確認用の文章:
════════════════════

ポスティングを含めた宣伝に関する法規制は他業種よりも厳しいといえ、医療系の業種を例に挙げて解説していきます。
・整骨院・鍼灸院
・薬局
・介護施設
病院・美容クリニック
病院や美容クリニックの広告は景品表示法のみならず、医療法によっても細かく規制されており、押さえておくポイントを紹介します。
『必ず治る』などのワードは絶対に回復することを保障すると思わせるため用いることができません。
治療を受けた患者の体験談や公の場でない医師の話なども根拠のない個人の感想に過ぎないのでチラシに書くことはできません。
また、治療のビフォーアフターの写真を載せることも、見た人に必ずその結果や効用を得られると勘違いさせる恐れがあるのでできません。
ただし、その内容や費用、副作用を含めたリスクを明確に記載すれば、ビフォーアフターの写真を載せられます。
写真がダメでも絵なら良いと思いますが、絵であっても元気な人のイラストは回復を保障する印象を与えてしまう恐れがあるのでNGです。

════════════════════

(抽出されたレコード)
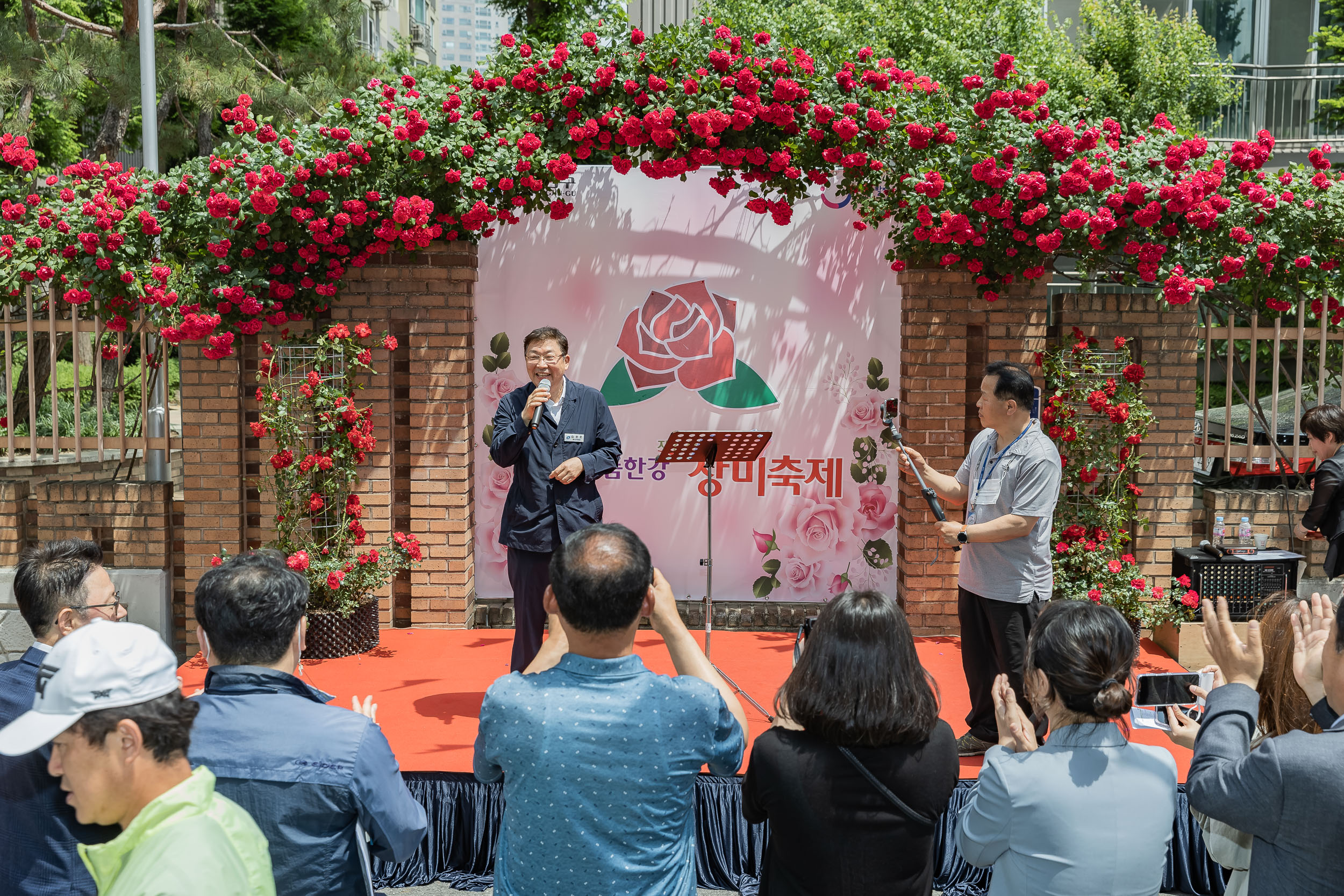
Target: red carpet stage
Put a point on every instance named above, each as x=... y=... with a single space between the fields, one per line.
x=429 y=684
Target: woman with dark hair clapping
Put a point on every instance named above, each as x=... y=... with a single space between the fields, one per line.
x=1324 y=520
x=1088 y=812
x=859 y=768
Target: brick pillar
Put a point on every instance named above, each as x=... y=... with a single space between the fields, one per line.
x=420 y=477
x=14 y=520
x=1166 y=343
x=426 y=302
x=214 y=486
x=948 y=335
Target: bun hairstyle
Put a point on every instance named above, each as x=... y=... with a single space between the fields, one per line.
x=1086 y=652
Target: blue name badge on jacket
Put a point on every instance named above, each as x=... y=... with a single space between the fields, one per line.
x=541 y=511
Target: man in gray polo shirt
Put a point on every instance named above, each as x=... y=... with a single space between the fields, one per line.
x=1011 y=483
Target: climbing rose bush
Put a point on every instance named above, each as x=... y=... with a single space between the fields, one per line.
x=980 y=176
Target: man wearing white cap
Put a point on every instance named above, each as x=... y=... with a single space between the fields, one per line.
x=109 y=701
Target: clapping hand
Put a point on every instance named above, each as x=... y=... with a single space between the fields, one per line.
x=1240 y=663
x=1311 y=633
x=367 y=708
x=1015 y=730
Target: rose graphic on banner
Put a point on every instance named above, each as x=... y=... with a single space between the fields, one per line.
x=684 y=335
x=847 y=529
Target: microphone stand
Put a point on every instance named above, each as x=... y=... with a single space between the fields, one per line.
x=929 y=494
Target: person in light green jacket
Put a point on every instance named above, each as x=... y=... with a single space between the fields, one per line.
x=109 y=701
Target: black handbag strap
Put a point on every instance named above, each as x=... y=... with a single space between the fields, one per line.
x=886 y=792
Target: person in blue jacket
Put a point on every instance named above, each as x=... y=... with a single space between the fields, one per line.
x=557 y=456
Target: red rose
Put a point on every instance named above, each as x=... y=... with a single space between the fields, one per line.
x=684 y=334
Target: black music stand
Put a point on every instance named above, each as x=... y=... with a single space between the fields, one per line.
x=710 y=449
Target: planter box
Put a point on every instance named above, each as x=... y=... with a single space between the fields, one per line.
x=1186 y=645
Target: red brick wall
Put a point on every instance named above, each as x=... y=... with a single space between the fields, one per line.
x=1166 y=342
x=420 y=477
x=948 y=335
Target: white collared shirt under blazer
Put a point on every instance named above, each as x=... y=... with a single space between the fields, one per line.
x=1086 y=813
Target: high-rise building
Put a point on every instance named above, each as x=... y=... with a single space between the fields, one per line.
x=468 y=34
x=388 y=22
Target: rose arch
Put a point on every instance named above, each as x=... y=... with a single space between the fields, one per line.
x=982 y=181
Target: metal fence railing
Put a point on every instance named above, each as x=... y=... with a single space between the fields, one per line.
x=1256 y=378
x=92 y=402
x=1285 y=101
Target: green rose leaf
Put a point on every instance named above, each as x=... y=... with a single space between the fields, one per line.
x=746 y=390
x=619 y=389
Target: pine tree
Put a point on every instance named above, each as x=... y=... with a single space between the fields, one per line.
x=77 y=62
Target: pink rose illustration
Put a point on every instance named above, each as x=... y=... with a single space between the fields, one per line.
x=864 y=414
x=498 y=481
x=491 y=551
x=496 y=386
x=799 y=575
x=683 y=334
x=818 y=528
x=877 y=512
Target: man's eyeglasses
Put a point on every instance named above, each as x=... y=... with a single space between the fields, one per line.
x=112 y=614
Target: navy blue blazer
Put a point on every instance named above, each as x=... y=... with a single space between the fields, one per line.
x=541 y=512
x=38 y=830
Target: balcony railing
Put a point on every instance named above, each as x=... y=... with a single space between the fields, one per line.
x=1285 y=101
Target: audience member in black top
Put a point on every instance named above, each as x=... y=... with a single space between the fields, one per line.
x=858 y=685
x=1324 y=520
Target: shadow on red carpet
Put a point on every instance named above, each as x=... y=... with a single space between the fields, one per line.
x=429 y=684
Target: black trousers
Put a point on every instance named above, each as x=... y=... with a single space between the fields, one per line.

════════════════════

取り組む課題:
**a.** 医療広告の規制に関する文章のうち、「ポスティングを含めた宣伝に関」から「る恐れがあるのでできません。」までのすべてを一字も変えずに出力してください。
**b.** 医療広告の規制に関する文章を、示されている最後の文の後から続けて書き上げてください。

解答:
**a.**
ポスティングを含めた宣伝に関する法規制は他業種よりも厳しいといえ、医療系の業種を例に挙げて解説していきます。
・整骨院・鍼灸院
・薬局
・介護施設
病院・美容クリニック
病院や美容クリニックの広告は景品表示法のみならず、医療法によっても細かく規制されており、押さえておくポイントを紹介します。
『必ず治る』などのワードは絶対に回復することを保障すると思わせるため用いることができません。
治療を受けた患者の体験談や公の場でない医師の話なども根拠のない個人の感想に過ぎないのでチラシに書くことはできません。
また、治療のビフォーアフターの写真を載せることも、見た人に必ずその結果や効用を得られると勘違いさせる恐れがあるのでできません。

**b.**
このように、かなり細かく規制されているので、広告規制に触れない範囲で集患率をあげるチラシ作りが重要になってきます。
整骨院・鍼灸院
整骨院での施術や鍼灸などは『医療行為』ではなく、『医業類似行為』にあたります。
このため、『クリニック』などのワード使用はチラシを見た人が医療機関と勘違いしてしまうため禁止されています。
他にも『診察日・診療時間・初診』なども医療機関で使われるワードなので、整骨院や鍼灸院の広告には使用することができません。
また、ビフォーアフターの写真を載せることや『地域ナンバーワン』などのワードは誇大表現として判断されるため記載できません。
自院の強みを宣伝したくなると思いますが、『〜式』や『〜流派』などの表記は具体的な施術内容の記載にあたり禁止されています。
また『〇〇大学卒業』や『〇〇学会所属』などの表記も他の整骨院や鍼灸院と比較し、優位にみせようとしていると判断される可能性があるので、控えましょう。
薬局
薬局のチラシは薬事法によって規制がされていますので、重要なポイントをおさえてチラシを作成しましょう。
医薬品や医療機器の名前やその効果に関して『絶対に治る』『100%の効果保障』などのワードは欠損が無い完璧な薬や医療機器と消費者に認識させる恐れがあるので使用できません。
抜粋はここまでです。